## SELECTED PASSAGE:
2.26 Design of Experiments (Pro)

Summary

The Design of Experiments app is a tool for DOE. It is to design an experiment, fit a model to experimental data, and find best factor settings that optimize responses.

The app requires R software (minimum required version 3.4.1) and packages (rsm, FrF2, alr3, qpcR). The packages will be automatically installed when the App is launched the time. If not, please follow the steps of Installing the app section in this tutorial to trouble shoot.

This app has been improved and updated since Origin 2024, you can read this blog to learn the improvements.

Sample OPJ

  1. Right click on the app in Apps Gallery and choose Show Samples Folder from the context menu
    DOESample.png
  2. Drag and drop the project file in the opened folder to Origin to open it


Example 1: 2-Level Factorial

Create Desgin

  1. Click the Design of Experiments icon DOEAPP.png on Apps Gallery
  2. Click Create Design button and select Factorial Design.
    DOE Factorial.png
  3. Make sure 2-Level Factorial and Default Generators is selected. In Factors tab, select 3 from Number of Factors. Enter factor names Temp, Dens and Reagent and select factor types (Numeric, Numeric and Text). Then Enter low and high values (Temp:50, 80; Dens:20, 30; Reagent: TypeA, TypeB).

## DATASET CONTENT:

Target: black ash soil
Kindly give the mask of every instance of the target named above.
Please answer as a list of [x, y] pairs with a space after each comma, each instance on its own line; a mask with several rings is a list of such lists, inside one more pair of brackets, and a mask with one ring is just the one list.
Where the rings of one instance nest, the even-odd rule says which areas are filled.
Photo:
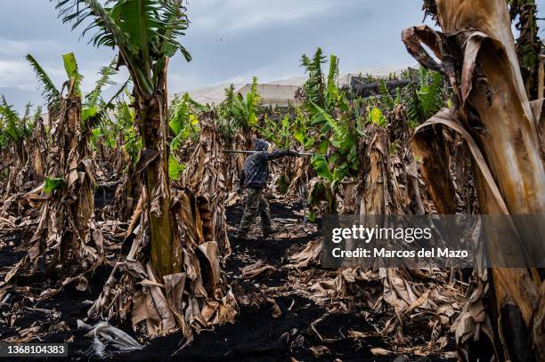
[[[339, 358], [343, 362], [395, 359], [396, 357], [378, 357], [370, 353], [371, 348], [387, 348], [378, 338], [368, 338], [359, 342], [347, 338], [347, 332], [351, 329], [359, 332], [374, 330], [361, 313], [351, 311], [326, 314], [324, 309], [310, 299], [293, 293], [273, 298], [282, 314], [279, 318], [272, 317], [272, 304], [266, 300], [268, 296], [264, 295], [264, 290], [281, 287], [289, 283], [288, 272], [279, 268], [288, 263], [289, 255], [294, 251], [302, 250], [305, 244], [315, 239], [319, 233], [315, 231], [297, 237], [286, 237], [286, 232], [282, 232], [281, 223], [286, 221], [293, 222], [293, 220], [302, 222], [302, 217], [295, 213], [300, 209], [300, 205], [296, 205], [291, 208], [272, 203], [271, 208], [272, 218], [277, 221], [276, 224], [280, 229], [278, 237], [255, 238], [249, 241], [240, 241], [234, 237], [234, 229], [242, 213], [241, 206], [235, 205], [227, 209], [232, 254], [224, 265], [224, 269], [237, 298], [245, 296], [247, 300], [251, 301], [249, 303], [240, 303], [240, 313], [234, 325], [200, 332], [195, 336], [195, 342], [182, 350], [179, 350], [180, 335], [175, 334], [149, 342], [142, 350], [117, 355], [110, 359], [290, 361], [293, 358], [300, 361], [332, 361]], [[4, 241], [0, 249], [0, 268], [4, 269], [17, 262], [24, 254], [18, 248], [21, 242], [20, 237], [12, 237], [13, 240], [11, 240], [11, 245], [10, 242]], [[243, 278], [240, 268], [256, 261], [263, 261], [277, 269], [254, 279]], [[53, 273], [20, 278], [19, 283], [39, 294], [41, 291], [53, 286], [55, 277]], [[85, 292], [79, 292], [75, 286], [68, 286], [53, 297], [41, 302], [32, 301], [21, 294], [14, 295], [10, 301], [9, 308], [7, 305], [0, 306], [0, 312], [3, 314], [12, 310], [14, 303], [18, 306], [18, 318], [12, 326], [4, 323], [4, 318], [2, 318], [0, 340], [17, 335], [18, 329], [39, 326], [42, 342], [69, 342], [70, 359], [94, 359], [93, 357], [85, 355], [92, 342], [84, 336], [85, 332], [77, 329], [77, 319], [85, 317], [89, 301], [96, 299], [109, 274], [110, 268], [102, 267], [88, 276], [89, 288]], [[314, 328], [327, 342], [321, 341], [311, 327], [311, 324], [321, 318], [321, 320], [314, 324]], [[122, 329], [134, 335], [129, 326], [125, 326]], [[326, 354], [316, 357], [311, 350], [311, 348], [315, 346], [327, 347], [330, 354], [326, 351]], [[415, 358], [410, 359], [419, 360]], [[422, 360], [443, 359], [427, 358]]]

## PARTS OF THE EXERCISE:
• A. In the Design of Experiments page, what is the minimum version of R the app requires?
• B. Repeat the stretch of the Design of Experiments page from "1. Right click" through "select Factorial Design." word for word.

## RESULTS BY TASK:
• A. Version 3.4.1

• B.
1. Right click on the app in Apps Gallery and choose Show Samples Folder from the context menu
    DOESample.png
  2. Drag and drop the project file in the opened folder to Origin to open it


Example 1: 2-Level Factorial

Create Desgin

  1. Click the Design of Experiments icon DOEAPP.png on Apps Gallery
  2. Click Create Design button and select Factorial Design.